◆ **Supplied text**
In some implementations, the temporal equalizer 108 may generate the gain parameter 160 based on treating the first audio signal 130 as a reference signal and treating the second audio signal 132 as a target signal, irrespective of the reference signal indicator 164. For example, the temporal equalizer 108 may generate the gain parameter 160 based on one of the Equations 1a-1f where Ref(n) corresponds to samples (e.g., the first samples) of the first audio signal 130 and Targ(n+N1) corresponds to samples (e.g., the selected samples) of the second audio signal 132. In alternate implementations, the temporal equalizer 108 may generate the gain parameter 160 based on treating the second audio signal 132 as a reference signal and treating the first audio signal 130 as a target signal, irrespective of the reference signal indicator 164. For example, the temporal equalizer 108 may generate the gain parameter 160 based on one of the Equations 1a-1f where Ref(n) corresponds to samples (e.g., the selected samples) of the second audio signal 132 and Targ(n+N1) corresponds to samples (e.g., the first samples) of the first audio signal 130.
The temporal equalizer 108 may generate one or more encoded signals 102 (e.g., a mid channel, a side channel, or both) based on the first samples, the selected samples, and the relative gain parameter 160 for down mix processing. For example, the temporal equalizer 108 may generate the mid signal based on one of the following Equations:
M=Ref(n)+gDTarg(n+N1), Equation 2a
M=Ref(n)+Targ(n+N1), Equation 2b
where M corresponds to the mid channel, gD corresponds to the relative gain parameter 160 for downmix processing, Ref(n) corresponds to samples of the “reference” signal, N1 corresponds to the non-causal mismatch value 162 of the first frame 131, and Targ(n+N1) corresponds to samples of the “target” signal.

◆ **Information shown**

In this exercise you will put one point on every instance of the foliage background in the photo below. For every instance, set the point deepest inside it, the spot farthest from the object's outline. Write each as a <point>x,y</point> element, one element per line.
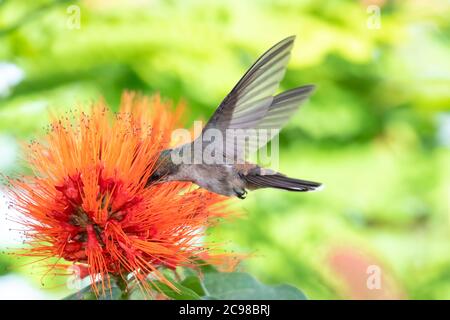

◆ **Short task**
The passage on the temporal equalizer has a sentence beginning "where M corresponds to the mid channel." List every symbol that sentence defines, and give what each one corresponds to.

◆ **Correct answer**
- M: the mid channel
- gD: the relative gain parameter 160 for downmix processing
- Ref(n): samples of the "reference" signal
- N1: the non-causal mismatch value 162 of the first frame 131
- Targ(n+N1): samples of the "target" signal